>>
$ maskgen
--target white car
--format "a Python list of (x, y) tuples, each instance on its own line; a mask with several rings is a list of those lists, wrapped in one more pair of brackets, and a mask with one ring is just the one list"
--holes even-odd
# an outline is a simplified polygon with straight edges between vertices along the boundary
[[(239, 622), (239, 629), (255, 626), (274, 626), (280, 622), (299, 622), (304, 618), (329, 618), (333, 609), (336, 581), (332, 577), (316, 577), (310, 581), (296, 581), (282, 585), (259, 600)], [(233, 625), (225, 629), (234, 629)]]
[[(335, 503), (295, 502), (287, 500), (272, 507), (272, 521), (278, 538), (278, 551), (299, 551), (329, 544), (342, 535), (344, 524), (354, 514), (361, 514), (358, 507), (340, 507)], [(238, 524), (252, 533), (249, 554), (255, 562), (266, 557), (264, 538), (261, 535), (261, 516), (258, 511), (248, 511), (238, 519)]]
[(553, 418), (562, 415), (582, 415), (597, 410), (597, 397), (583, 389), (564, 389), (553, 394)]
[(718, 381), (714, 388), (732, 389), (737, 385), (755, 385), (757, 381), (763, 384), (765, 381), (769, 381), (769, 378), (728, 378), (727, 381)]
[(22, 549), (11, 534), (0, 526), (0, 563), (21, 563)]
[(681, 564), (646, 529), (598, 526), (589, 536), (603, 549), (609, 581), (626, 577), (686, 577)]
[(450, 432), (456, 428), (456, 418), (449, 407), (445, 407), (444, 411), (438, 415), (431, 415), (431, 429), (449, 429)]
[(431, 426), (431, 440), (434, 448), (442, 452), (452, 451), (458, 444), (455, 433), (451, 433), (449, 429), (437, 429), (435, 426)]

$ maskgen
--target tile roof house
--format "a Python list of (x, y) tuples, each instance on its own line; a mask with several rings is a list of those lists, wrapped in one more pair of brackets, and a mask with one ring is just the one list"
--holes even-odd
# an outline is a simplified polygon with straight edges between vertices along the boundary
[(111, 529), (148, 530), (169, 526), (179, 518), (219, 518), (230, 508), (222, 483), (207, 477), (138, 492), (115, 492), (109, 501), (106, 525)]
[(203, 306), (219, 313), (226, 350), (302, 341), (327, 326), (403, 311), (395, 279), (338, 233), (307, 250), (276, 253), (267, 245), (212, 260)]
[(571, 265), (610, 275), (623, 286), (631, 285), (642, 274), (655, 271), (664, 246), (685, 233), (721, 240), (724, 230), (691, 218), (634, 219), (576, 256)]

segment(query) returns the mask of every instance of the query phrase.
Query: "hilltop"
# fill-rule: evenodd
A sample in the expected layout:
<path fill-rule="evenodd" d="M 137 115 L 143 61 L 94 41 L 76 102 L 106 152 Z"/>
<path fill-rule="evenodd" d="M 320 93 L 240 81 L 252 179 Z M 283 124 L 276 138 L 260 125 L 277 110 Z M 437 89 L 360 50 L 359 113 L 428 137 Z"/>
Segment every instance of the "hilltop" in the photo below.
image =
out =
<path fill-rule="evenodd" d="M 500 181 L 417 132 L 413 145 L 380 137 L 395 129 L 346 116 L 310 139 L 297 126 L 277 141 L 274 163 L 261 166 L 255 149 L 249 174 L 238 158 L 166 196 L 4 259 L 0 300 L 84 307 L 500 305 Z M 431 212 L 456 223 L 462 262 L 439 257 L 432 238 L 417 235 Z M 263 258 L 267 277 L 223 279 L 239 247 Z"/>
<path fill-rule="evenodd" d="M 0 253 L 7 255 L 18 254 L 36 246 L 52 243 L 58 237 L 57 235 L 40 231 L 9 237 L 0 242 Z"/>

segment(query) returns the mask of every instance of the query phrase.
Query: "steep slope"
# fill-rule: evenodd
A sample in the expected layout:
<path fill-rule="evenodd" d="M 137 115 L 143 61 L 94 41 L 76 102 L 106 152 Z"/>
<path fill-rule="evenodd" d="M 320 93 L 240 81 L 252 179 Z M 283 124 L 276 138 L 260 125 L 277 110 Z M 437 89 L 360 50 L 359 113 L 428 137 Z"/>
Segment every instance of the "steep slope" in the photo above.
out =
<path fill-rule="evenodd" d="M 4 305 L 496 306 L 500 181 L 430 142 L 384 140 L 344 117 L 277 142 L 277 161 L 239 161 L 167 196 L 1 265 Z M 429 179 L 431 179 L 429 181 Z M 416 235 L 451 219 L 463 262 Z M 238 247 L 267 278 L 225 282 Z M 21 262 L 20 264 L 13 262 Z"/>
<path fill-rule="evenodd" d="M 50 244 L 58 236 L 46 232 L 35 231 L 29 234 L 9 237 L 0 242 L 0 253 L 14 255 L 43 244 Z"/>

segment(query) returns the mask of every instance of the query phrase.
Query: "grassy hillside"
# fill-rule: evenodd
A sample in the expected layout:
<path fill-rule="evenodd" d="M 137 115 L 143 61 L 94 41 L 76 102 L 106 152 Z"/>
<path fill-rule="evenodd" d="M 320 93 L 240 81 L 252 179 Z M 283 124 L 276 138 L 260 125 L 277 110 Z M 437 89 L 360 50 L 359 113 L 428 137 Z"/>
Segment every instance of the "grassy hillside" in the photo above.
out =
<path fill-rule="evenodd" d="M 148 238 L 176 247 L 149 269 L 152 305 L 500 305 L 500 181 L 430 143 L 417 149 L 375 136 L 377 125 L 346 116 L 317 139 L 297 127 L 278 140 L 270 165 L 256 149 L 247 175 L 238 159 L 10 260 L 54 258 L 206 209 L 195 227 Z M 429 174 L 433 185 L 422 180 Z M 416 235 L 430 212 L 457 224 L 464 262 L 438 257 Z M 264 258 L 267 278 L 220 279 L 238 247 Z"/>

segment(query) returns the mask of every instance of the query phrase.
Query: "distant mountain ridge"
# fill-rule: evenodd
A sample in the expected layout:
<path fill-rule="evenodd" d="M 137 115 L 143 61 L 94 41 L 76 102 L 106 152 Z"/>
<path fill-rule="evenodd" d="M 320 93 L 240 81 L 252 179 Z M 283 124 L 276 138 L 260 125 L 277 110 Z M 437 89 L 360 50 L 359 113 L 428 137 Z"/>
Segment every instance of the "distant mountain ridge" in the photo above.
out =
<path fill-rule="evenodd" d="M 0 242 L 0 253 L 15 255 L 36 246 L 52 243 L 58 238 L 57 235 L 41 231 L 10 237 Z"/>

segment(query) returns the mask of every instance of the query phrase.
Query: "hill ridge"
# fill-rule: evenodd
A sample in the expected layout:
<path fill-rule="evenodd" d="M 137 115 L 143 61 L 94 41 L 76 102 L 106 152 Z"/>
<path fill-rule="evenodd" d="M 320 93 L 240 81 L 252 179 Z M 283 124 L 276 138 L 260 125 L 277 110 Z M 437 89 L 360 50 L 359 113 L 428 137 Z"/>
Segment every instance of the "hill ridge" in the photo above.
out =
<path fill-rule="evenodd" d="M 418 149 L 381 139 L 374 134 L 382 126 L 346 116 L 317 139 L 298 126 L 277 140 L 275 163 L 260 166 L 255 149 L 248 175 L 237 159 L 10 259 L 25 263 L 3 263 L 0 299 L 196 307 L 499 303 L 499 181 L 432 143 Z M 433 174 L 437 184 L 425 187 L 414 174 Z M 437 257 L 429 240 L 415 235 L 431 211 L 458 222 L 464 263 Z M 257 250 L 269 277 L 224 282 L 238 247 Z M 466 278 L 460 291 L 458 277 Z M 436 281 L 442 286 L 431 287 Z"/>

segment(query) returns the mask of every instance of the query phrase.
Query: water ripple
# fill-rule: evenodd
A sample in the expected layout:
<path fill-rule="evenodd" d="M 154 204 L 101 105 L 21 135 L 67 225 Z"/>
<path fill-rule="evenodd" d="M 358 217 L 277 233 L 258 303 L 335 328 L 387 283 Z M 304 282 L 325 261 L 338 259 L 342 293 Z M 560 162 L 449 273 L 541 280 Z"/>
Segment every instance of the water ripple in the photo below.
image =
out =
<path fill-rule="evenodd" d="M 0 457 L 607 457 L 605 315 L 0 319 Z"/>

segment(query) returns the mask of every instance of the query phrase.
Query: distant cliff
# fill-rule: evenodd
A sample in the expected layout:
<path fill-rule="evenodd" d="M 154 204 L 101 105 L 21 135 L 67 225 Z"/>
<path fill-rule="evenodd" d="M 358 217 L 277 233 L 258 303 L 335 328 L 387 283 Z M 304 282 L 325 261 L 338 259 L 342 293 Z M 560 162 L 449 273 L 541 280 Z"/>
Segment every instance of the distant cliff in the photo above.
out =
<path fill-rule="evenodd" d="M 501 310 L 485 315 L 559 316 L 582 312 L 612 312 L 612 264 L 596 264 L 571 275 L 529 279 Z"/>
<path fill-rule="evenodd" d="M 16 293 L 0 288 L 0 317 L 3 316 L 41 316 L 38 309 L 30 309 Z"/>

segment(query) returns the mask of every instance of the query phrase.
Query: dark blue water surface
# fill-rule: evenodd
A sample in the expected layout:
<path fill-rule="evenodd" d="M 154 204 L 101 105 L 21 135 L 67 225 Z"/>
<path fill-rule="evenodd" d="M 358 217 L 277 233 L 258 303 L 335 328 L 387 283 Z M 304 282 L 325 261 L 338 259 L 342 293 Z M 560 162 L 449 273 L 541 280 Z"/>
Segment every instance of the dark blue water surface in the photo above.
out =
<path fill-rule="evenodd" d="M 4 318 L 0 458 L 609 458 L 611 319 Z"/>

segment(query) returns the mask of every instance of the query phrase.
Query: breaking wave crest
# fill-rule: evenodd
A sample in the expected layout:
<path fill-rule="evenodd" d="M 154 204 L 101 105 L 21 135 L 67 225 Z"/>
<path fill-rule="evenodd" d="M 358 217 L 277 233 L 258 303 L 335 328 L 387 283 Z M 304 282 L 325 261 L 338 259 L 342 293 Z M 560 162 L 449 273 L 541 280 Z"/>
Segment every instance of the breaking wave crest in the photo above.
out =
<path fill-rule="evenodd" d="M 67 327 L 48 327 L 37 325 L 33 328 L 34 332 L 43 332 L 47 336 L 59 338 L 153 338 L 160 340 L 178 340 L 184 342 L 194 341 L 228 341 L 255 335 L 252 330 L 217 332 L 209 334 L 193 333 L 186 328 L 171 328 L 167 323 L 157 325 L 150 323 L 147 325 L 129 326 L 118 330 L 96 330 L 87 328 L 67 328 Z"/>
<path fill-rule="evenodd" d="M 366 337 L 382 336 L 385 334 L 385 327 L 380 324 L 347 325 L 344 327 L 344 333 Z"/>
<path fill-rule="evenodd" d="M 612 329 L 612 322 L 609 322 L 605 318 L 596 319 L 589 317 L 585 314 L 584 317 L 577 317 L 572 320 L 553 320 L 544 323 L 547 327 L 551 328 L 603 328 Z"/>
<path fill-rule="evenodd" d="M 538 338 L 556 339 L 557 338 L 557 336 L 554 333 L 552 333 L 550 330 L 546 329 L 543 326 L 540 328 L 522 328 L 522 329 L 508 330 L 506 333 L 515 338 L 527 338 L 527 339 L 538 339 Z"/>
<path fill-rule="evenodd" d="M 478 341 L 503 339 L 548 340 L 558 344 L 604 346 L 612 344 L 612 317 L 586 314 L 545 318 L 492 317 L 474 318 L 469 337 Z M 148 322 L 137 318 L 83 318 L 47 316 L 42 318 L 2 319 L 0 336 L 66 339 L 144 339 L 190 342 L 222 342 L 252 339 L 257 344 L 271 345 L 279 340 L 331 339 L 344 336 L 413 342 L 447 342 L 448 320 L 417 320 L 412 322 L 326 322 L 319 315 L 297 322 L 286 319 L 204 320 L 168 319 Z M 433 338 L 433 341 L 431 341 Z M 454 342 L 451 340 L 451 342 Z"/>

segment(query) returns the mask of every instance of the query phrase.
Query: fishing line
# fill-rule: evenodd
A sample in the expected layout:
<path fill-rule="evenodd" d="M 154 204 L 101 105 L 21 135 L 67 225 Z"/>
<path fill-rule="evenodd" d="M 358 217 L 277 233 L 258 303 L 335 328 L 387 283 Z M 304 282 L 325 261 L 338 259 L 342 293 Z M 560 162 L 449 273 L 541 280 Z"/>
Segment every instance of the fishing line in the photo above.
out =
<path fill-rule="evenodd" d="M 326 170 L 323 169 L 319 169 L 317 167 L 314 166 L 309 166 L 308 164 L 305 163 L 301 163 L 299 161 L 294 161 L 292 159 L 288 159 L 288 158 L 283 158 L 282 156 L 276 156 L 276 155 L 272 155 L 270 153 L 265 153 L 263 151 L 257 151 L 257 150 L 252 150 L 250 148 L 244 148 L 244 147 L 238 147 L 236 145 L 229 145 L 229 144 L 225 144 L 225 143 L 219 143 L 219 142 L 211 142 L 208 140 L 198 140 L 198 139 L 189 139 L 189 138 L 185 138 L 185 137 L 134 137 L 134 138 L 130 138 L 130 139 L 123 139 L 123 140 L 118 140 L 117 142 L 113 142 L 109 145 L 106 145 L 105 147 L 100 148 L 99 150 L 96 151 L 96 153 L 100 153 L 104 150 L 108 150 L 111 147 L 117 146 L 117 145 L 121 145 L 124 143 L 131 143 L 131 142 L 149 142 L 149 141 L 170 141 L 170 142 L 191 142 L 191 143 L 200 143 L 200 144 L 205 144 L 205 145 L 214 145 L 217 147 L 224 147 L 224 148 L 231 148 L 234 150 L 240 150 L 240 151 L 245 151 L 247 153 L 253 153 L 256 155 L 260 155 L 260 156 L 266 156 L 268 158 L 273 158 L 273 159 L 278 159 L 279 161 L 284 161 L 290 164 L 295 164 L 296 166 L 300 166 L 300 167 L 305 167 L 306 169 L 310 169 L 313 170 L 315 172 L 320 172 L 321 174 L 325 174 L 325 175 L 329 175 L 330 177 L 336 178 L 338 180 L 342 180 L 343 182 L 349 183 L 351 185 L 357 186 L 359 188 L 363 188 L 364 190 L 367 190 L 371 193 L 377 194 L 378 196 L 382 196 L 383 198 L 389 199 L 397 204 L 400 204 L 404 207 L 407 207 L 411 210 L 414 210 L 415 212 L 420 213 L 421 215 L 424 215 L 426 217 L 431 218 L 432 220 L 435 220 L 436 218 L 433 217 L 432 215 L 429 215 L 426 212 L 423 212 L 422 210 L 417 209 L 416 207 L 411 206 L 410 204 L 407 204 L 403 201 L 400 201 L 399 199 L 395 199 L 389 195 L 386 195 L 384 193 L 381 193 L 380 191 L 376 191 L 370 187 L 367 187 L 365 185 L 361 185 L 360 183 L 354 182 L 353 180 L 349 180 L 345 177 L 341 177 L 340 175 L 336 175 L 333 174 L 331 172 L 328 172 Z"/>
<<
Task item:
The lines to copy are those above that contain the string "hilltop".

Answer space:
Query: "hilltop"
Segment every instance of the "hilltop" in the photo below.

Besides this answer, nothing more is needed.